_INSTRUCCIONES_.
1. Responde con datos del fragmento:
(a) ¿A qué edad salió en un periódico por primera vez quien escribe?
(b) ¿Cómo se llamaba el edificio en que vivía su familia?
(c) ¿Qué lema recoge el texto del discurso de despedida de Mitterrand en el parlamento europeo?
2. ¿Concuerdan estas afirmaciones con el fragmento? Contesta sí o no y cita las palabras del texto que lo deciden.
(a) El mitin se celebró en un campo de fútbol de San Blas.
(b) Lo que más se le quedó grabado al autor fue el discurso de Mitterrand.
(c) Mitterrand fue uno de los oradores de aquel acto.
3. Continúa el fragmento sobre el mitin de 1977 a partir de su última frase.

ABC 29/03/14
DAVID GISTAU
· Surge la tentación de aprovechar la calle, de atraerse como electorado a los que la ocupan
La primera vez que salí en un periódico, fue a los seis años, subido a un tiovivo y con una gorra del PSOE puesta. 1977. Fiesta y mitin de inauguración de campaña en un campo de fútbol de San Blas. Aparecí en una nota de color: un pueblo es. En la Ciudad de los Periodistas, cercana al Barrio del Pilar, y en cuyo edificio «Camba 3» vivíamos con rebaños de ovejas pastando todavía donde ahora hay piscinas y aspersores automáticos, se formó una pequeña caravana de coches, con los niños a bordo, en la que iban varios periodistas aún jóvenes, padres de familia más o menos recientes, que luego ganarían fama como cronistas de los primeros años del felipismo. El recuerdo que me quedó fue el del tiovivo, y eso que uno de los oradores era Mitterrand, cuyo célebre discurso de despedida en el parlamento europeo –«Le nationalisme, c ’est la guerre!»– se convertiría años más tarde en uno de los favoritos de esa mitad francesa mía cuya familia bordelesa aportó algún gaseado en las trincheras y algún prisionero en los «Stalag», devuelto con el costillar marcado, al siglo XX europeo.

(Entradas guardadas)
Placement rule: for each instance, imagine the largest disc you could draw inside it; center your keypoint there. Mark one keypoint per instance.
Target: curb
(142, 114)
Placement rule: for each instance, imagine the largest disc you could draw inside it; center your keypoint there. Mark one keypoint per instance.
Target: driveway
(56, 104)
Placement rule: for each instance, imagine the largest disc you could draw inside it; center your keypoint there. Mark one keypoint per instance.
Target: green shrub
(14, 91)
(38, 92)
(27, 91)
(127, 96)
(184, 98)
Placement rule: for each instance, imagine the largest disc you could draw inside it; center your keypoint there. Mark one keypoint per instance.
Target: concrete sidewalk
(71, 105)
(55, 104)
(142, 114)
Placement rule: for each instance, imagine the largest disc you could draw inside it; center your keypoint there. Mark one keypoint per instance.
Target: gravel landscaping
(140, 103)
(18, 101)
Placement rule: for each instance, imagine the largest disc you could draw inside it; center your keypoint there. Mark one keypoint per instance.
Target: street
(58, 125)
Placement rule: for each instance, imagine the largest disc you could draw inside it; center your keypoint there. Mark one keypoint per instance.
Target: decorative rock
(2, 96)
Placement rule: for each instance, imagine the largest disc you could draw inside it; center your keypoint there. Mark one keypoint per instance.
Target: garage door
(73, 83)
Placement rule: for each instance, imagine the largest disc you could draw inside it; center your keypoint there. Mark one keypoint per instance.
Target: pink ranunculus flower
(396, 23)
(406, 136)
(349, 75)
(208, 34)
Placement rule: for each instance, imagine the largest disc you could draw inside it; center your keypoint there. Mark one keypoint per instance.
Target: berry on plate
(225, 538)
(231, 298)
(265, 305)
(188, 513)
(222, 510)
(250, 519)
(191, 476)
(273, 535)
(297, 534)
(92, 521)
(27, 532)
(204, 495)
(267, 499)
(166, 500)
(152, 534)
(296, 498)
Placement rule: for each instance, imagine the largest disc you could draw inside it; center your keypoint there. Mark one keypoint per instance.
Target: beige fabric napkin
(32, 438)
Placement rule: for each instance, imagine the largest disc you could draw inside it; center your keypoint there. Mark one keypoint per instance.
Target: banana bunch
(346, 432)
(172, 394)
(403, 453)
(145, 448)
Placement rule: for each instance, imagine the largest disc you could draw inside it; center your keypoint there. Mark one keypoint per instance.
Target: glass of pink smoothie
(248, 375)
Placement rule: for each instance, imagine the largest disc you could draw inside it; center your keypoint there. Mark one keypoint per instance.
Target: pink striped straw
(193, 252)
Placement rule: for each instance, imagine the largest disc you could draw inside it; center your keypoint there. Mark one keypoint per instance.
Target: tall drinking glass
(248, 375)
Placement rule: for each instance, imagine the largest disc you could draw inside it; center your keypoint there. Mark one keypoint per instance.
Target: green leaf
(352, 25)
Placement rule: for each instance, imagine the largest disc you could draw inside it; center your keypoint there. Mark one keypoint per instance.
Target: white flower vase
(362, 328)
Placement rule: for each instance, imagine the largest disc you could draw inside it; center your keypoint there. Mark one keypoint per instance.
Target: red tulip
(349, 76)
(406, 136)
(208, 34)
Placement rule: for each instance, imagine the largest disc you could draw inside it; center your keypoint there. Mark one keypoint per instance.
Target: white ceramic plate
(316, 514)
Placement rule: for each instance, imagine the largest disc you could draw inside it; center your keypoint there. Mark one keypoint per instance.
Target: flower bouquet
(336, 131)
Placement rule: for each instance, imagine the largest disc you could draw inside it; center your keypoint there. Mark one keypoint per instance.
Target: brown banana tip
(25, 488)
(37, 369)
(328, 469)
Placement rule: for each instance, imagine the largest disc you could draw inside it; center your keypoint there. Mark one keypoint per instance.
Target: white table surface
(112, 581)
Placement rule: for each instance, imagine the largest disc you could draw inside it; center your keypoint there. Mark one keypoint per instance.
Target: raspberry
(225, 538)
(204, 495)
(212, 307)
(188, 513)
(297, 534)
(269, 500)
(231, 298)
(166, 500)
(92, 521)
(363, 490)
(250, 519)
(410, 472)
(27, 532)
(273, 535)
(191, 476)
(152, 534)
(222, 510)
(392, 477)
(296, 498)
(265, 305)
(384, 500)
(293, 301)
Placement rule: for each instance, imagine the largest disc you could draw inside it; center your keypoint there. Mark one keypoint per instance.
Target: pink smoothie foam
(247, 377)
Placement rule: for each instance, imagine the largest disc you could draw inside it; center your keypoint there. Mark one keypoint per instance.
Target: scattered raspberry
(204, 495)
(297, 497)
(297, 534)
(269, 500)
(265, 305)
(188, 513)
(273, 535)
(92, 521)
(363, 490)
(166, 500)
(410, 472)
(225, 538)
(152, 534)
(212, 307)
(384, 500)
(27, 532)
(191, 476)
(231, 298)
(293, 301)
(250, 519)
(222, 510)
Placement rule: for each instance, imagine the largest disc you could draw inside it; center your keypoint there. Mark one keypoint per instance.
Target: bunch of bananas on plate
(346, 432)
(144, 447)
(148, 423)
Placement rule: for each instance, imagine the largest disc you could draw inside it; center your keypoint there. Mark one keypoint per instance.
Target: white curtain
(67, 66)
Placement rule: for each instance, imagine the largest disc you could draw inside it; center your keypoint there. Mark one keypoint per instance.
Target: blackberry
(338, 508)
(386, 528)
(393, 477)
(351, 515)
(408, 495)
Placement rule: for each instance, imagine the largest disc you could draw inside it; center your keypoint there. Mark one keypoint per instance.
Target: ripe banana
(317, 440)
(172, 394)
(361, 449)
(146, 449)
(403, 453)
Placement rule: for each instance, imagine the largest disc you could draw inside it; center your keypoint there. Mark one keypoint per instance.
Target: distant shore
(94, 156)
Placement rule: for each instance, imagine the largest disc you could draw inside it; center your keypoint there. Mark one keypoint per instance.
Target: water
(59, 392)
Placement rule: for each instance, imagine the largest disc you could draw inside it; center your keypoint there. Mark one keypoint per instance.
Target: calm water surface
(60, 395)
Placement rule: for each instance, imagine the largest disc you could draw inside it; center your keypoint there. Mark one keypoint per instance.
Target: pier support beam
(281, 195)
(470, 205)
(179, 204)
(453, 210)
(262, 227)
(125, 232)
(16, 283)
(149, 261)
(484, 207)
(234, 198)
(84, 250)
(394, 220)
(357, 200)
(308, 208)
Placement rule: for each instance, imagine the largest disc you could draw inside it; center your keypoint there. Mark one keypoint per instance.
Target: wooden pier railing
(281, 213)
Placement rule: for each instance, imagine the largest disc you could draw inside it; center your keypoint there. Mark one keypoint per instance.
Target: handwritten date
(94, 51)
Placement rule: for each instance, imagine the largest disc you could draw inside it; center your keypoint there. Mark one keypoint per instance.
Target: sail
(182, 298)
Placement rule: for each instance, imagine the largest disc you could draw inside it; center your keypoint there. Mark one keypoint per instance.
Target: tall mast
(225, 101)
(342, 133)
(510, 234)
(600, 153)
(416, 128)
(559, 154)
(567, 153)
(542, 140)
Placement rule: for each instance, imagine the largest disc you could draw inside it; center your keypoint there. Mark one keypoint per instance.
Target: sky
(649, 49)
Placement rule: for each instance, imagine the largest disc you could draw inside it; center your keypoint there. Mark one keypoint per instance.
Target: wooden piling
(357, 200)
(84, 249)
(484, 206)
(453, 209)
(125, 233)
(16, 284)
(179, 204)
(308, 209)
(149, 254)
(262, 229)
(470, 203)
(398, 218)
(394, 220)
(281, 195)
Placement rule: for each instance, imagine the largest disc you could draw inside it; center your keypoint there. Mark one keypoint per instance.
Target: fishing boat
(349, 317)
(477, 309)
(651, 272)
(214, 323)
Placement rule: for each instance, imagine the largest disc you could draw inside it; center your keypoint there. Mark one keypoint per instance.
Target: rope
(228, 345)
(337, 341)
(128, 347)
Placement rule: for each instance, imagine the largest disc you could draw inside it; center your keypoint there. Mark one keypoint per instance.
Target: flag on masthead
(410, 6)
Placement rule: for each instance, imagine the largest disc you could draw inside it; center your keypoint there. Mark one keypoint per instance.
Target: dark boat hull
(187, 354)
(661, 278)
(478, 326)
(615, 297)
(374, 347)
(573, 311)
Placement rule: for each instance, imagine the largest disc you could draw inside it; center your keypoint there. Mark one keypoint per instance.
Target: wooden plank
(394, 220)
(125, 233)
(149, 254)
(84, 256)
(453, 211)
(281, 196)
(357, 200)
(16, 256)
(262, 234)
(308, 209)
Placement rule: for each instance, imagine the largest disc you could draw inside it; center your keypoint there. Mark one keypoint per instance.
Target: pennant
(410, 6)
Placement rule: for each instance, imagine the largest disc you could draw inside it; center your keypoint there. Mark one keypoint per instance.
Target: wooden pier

_RESPUESTAS_.
1.
(a) A los seis años.
(b) «Camba 3».
(c) «Le nationalisme, c ’est la guerre!»

2.
(a) Sí: «Fiesta y mitin de inauguración de campaña en un campo de fútbol de San Blas».
(b) No: «El recuerdo que me quedó fue el del tiovivo».
(c) Sí: «uno de los oradores era Mitterrand».

3.
En 1977, mi padre era un devoto de eso que Umbral llamó «la utopía cuatrocaminera». Del PSOE de Felipe González, cuya descomposición final, puerta de la cárcel de Guadalajara incluida, no llegó a ver. Ni por tanto, tampoco, la endeblez adolescente del ciclo de Zapatero, ni su fatuo narcisismo ideológico, ni las catastróficas consecuencias de su experimento corrector de segunda Transición que llenó de inquietud, aunque no siempre lo dijeran, a los socialistas que vieron pastar ovejas en la Ciudad de los Periodistas. Yo crecí con la aversión a las siglas, al estatalismo de la partitocracia, a su control de todo, a las máquinas de poder por el poder en cuyo seno la militancia era alienante y reducía la inteligencia a la repetición del discurso prefabricado. Pero aquel PSOE en el que creyó mi padre durante una época distinta de la mía me pareció un personaje necesario para España que nunca debía dejar de serlo. Aunque fuera como una de las caras de ese equilibrio institucional ahora tan denostado, el del bipartidismo. Un partido de Estado, en todo caso, no un aventurero redentorista como los que brotan ahora como enfermedades oportunistas en la debilidad inmunológica del sistema.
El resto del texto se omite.